## ENTRIES
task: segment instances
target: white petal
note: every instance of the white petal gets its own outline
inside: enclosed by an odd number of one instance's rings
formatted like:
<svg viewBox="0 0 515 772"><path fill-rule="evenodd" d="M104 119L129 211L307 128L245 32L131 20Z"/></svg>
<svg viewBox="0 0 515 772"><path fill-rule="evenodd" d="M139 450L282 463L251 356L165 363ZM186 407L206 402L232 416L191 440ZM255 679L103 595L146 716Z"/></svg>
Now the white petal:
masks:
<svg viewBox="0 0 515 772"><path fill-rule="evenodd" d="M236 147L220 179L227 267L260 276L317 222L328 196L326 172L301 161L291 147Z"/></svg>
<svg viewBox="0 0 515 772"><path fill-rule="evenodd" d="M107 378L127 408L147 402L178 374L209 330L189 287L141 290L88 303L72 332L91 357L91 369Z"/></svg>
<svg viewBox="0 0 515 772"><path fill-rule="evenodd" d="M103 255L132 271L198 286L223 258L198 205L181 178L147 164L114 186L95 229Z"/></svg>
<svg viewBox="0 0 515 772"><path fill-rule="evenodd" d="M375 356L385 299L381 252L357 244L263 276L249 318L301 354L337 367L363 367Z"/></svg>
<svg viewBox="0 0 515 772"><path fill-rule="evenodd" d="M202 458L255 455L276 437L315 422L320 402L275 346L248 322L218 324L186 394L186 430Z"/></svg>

## BRIEF
From the records above, extract each line exactly as shown.

## SOLUTION TO THIS PROBLEM
task: segment instances
target: white petal
note: every instance of the white petal gets its own outline
inside: enclosed by an odd number of one instance's rings
formatted like:
<svg viewBox="0 0 515 772"><path fill-rule="evenodd" d="M104 119L129 211L307 128L245 32L131 20Z"/></svg>
<svg viewBox="0 0 515 772"><path fill-rule="evenodd" d="M139 450L282 463L251 356L165 363ZM186 407L206 402L232 416L191 440ZM255 679L103 595L146 716Z"/></svg>
Now the white petal:
masks:
<svg viewBox="0 0 515 772"><path fill-rule="evenodd" d="M236 147L220 179L227 267L260 276L317 222L328 196L326 172L301 161L291 147Z"/></svg>
<svg viewBox="0 0 515 772"><path fill-rule="evenodd" d="M107 378L127 408L147 402L178 374L209 330L189 287L141 290L88 303L72 332L91 357L91 369Z"/></svg>
<svg viewBox="0 0 515 772"><path fill-rule="evenodd" d="M103 255L132 271L198 286L223 258L198 205L181 178L147 164L114 186L95 229Z"/></svg>
<svg viewBox="0 0 515 772"><path fill-rule="evenodd" d="M375 356L385 299L381 252L357 244L263 276L249 318L301 354L337 367L363 367Z"/></svg>
<svg viewBox="0 0 515 772"><path fill-rule="evenodd" d="M202 458L255 455L276 437L315 422L320 402L275 346L248 322L218 324L186 394L186 430Z"/></svg>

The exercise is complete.